(Records drawn from a dataset)

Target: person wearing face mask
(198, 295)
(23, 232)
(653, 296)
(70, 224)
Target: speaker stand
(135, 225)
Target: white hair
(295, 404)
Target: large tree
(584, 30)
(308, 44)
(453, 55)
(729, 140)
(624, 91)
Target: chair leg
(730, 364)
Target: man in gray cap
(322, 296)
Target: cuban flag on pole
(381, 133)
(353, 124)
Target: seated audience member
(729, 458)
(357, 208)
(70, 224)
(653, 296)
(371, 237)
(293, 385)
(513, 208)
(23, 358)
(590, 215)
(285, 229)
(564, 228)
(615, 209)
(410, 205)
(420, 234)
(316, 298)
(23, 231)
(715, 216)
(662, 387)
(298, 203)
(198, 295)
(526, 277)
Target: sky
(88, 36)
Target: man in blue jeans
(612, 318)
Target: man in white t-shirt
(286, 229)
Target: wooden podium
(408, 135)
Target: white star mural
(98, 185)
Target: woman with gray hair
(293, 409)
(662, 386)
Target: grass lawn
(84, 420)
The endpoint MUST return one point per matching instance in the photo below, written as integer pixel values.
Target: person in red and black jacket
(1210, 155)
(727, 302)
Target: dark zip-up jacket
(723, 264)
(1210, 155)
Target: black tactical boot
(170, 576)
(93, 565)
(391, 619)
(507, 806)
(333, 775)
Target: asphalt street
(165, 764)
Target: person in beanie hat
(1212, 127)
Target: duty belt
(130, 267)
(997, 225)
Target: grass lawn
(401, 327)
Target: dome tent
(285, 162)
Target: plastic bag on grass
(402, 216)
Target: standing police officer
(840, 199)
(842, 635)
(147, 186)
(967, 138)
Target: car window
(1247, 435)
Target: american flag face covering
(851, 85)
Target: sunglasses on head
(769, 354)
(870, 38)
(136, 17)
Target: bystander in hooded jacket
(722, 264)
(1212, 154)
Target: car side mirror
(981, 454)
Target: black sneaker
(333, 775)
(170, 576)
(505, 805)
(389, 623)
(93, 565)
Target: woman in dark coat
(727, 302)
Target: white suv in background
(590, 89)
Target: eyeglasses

WHAT NEEDS TO BE DONE
Copy each line of the data exactly, leaving nothing out.

ANSWER
Target: person wearing face mask
(198, 295)
(23, 232)
(653, 296)
(70, 224)
Target: speaker stand
(135, 225)
Target: white hair
(295, 404)
Target: large tree
(584, 30)
(308, 44)
(453, 55)
(729, 140)
(624, 91)
Target: chair leg
(730, 364)
Target: man in gray cap
(322, 296)
Target: cuban flag on pole
(381, 133)
(353, 124)
Target: seated audience member
(729, 458)
(357, 208)
(70, 224)
(653, 296)
(371, 237)
(293, 385)
(513, 208)
(23, 358)
(590, 215)
(285, 229)
(564, 228)
(615, 209)
(410, 205)
(420, 234)
(316, 298)
(23, 231)
(715, 216)
(662, 387)
(298, 203)
(198, 295)
(526, 277)
Target: sky
(88, 36)
Target: man in blue jeans
(612, 318)
Target: man in white t-shirt
(286, 229)
Target: wooden podium
(408, 135)
Target: white star mural
(98, 185)
Target: woman with gray hair
(293, 409)
(662, 386)
Target: grass lawn
(84, 420)
The endpoint MUST return one point per matching instance in the photo below, written as integer pixel values.
Target: person in red and black jacket
(1210, 155)
(727, 302)
Target: dark zip-up jacket
(723, 264)
(1210, 155)
Target: black tactical boot
(170, 576)
(93, 565)
(391, 619)
(507, 806)
(333, 775)
Target: asphalt street
(165, 764)
Target: person in beanie hat
(1212, 127)
Target: duty belt
(130, 267)
(997, 225)
Target: grass lawn
(401, 327)
Target: dome tent
(285, 162)
Target: plastic bag on grass
(402, 216)
Target: standing police officer
(840, 199)
(842, 635)
(147, 186)
(967, 138)
Target: car window
(1247, 435)
Target: american flag face covering
(851, 85)
Target: sunglasses on head
(769, 354)
(870, 38)
(136, 17)
Target: bystander in hooded jacket
(722, 264)
(1212, 154)
Target: car side mirror
(981, 454)
Target: black sneaker
(333, 775)
(170, 576)
(505, 805)
(389, 623)
(93, 565)
Target: woman in dark coat
(727, 302)
Target: white suv in background
(590, 89)
Target: eyeglasses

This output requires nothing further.